▶ **Dataset items**:
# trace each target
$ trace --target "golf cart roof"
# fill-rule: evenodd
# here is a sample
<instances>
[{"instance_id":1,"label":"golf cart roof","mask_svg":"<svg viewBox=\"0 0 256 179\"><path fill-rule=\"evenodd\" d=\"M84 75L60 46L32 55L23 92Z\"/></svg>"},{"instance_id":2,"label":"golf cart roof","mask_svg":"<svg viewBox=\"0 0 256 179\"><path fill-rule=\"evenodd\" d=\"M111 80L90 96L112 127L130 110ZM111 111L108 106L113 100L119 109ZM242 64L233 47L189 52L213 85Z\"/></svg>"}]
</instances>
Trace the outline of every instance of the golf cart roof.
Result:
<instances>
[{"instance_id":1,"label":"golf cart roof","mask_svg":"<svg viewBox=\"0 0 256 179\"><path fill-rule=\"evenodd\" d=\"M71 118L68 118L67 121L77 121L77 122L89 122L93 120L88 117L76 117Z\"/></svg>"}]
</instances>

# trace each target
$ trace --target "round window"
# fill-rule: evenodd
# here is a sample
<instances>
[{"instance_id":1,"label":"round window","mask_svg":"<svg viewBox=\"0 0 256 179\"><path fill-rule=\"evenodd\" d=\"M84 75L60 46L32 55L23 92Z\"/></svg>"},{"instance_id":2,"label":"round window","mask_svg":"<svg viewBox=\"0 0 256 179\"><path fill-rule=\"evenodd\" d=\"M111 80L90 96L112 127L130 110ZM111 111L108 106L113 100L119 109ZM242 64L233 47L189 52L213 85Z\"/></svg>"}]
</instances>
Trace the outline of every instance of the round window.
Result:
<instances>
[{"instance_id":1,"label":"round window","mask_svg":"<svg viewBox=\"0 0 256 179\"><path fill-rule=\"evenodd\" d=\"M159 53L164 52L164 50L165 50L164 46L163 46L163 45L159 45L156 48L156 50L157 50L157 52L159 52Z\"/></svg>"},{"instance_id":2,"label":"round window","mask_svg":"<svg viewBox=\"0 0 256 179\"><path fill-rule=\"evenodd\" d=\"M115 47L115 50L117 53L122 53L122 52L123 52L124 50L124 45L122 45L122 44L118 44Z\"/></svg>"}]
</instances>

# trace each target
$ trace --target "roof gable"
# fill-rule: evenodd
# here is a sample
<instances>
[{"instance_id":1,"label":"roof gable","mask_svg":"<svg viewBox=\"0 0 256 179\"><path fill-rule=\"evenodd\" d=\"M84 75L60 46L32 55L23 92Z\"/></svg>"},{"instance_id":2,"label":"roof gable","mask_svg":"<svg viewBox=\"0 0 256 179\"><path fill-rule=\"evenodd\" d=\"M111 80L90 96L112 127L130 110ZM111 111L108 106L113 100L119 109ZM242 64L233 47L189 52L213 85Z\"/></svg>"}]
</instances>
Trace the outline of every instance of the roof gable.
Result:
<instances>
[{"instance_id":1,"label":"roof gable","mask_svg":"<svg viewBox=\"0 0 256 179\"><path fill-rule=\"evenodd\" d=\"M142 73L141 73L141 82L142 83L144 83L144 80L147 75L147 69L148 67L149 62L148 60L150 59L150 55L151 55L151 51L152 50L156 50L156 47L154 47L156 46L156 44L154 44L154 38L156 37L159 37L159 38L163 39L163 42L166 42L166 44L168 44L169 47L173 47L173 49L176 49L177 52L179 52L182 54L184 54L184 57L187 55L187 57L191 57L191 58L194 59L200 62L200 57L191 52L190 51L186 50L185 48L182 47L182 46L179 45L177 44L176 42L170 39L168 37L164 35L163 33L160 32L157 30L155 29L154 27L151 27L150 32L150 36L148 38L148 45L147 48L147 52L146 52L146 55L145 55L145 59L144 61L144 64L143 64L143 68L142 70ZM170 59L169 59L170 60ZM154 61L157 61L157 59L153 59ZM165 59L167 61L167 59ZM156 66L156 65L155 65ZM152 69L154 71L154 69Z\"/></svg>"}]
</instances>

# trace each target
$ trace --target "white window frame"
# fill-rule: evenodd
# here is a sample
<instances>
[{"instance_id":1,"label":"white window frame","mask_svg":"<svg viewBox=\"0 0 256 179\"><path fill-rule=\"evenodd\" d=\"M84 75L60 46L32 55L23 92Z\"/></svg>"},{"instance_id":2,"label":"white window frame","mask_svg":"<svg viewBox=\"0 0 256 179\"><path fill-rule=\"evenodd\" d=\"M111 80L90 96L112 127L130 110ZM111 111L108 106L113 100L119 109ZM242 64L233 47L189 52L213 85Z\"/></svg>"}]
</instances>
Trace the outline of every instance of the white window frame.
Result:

▶ **Aim of the task**: Rewrite the records above with "here is a sample" changed to "sample output follows" everywhere it occurs, keeping every other character the same.

▶ **Answer to the exercise**:
# trace each target
$ trace --target "golf cart roof"
# fill-rule: evenodd
# sample output follows
<instances>
[{"instance_id":1,"label":"golf cart roof","mask_svg":"<svg viewBox=\"0 0 256 179\"><path fill-rule=\"evenodd\" d=\"M84 75L60 46L32 55L23 92Z\"/></svg>"},{"instance_id":2,"label":"golf cart roof","mask_svg":"<svg viewBox=\"0 0 256 179\"><path fill-rule=\"evenodd\" d=\"M111 80L90 96L112 127L130 110ZM111 111L108 106L113 100L119 109ZM242 64L233 47L189 52L213 85Z\"/></svg>"}]
</instances>
Trace the outline of every instance of the golf cart roof.
Result:
<instances>
[{"instance_id":1,"label":"golf cart roof","mask_svg":"<svg viewBox=\"0 0 256 179\"><path fill-rule=\"evenodd\" d=\"M71 118L68 118L67 121L77 121L77 122L89 122L93 120L88 117L76 117Z\"/></svg>"}]
</instances>

# trace each target
$ trace --target "round window"
# fill-rule: evenodd
# sample output follows
<instances>
[{"instance_id":1,"label":"round window","mask_svg":"<svg viewBox=\"0 0 256 179\"><path fill-rule=\"evenodd\" d=\"M84 75L60 46L32 55L23 92Z\"/></svg>"},{"instance_id":2,"label":"round window","mask_svg":"<svg viewBox=\"0 0 256 179\"><path fill-rule=\"evenodd\" d=\"M111 80L90 96L112 127L130 110ZM111 111L108 106L113 100L119 109ZM242 64L233 47L189 52L213 85Z\"/></svg>"}]
</instances>
Trace the outline of every instance of the round window.
Result:
<instances>
[{"instance_id":1,"label":"round window","mask_svg":"<svg viewBox=\"0 0 256 179\"><path fill-rule=\"evenodd\" d=\"M159 53L164 52L164 50L165 50L164 46L163 46L163 45L159 45L156 48L156 50L157 50L157 52L159 52Z\"/></svg>"},{"instance_id":2,"label":"round window","mask_svg":"<svg viewBox=\"0 0 256 179\"><path fill-rule=\"evenodd\" d=\"M115 47L115 50L117 53L122 53L122 52L123 52L124 50L124 45L122 45L122 44L118 44Z\"/></svg>"}]
</instances>

# trace each target
$ trace --target "roof gable"
# fill-rule: evenodd
# sample output follows
<instances>
[{"instance_id":1,"label":"roof gable","mask_svg":"<svg viewBox=\"0 0 256 179\"><path fill-rule=\"evenodd\" d=\"M84 75L60 46L32 55L23 92Z\"/></svg>"},{"instance_id":2,"label":"roof gable","mask_svg":"<svg viewBox=\"0 0 256 179\"><path fill-rule=\"evenodd\" d=\"M111 80L90 96L112 127L130 110ZM111 111L108 106L113 100L119 109ZM242 64L233 47L189 52L213 85Z\"/></svg>"}]
</instances>
Trace the outline of every instance of the roof gable.
Result:
<instances>
[{"instance_id":1,"label":"roof gable","mask_svg":"<svg viewBox=\"0 0 256 179\"><path fill-rule=\"evenodd\" d=\"M142 73L141 73L141 82L142 83L144 83L144 80L147 75L147 69L148 67L149 62L148 60L150 59L150 55L151 55L151 51L152 50L156 50L156 47L154 47L156 46L156 44L154 44L154 38L156 37L159 37L159 38L163 39L163 42L166 42L166 44L168 44L169 47L173 47L173 49L176 49L177 52L179 52L182 54L184 54L184 57L187 55L187 57L191 57L191 58L194 59L200 62L200 57L191 52L190 51L186 50L185 48L182 47L182 46L179 45L177 44L176 42L170 39L168 37L164 35L163 33L160 32L157 30L155 29L154 27L151 27L150 32L150 36L148 38L148 45L147 48L147 52L146 52L146 55L145 55L145 59L144 61L144 64L143 64L143 68L142 70ZM170 59L169 59L170 60ZM154 61L157 61L157 59L153 59ZM165 59L167 61L167 59ZM156 66L156 65L155 65ZM152 69L154 71L154 69Z\"/></svg>"}]
</instances>

# trace each target
$ trace --target "white window frame"
# fill-rule: evenodd
# sample output follows
<instances>
[{"instance_id":1,"label":"white window frame","mask_svg":"<svg viewBox=\"0 0 256 179\"><path fill-rule=\"evenodd\" d=\"M84 75L60 46L32 55L23 92Z\"/></svg>"},{"instance_id":2,"label":"white window frame","mask_svg":"<svg viewBox=\"0 0 256 179\"><path fill-rule=\"evenodd\" d=\"M111 80L90 96L112 127L130 110ZM111 111L108 106L113 100L119 109ZM242 64L233 47L189 52L213 85Z\"/></svg>"}]
</instances>
Trace the outline of every instance of the white window frame.
Result:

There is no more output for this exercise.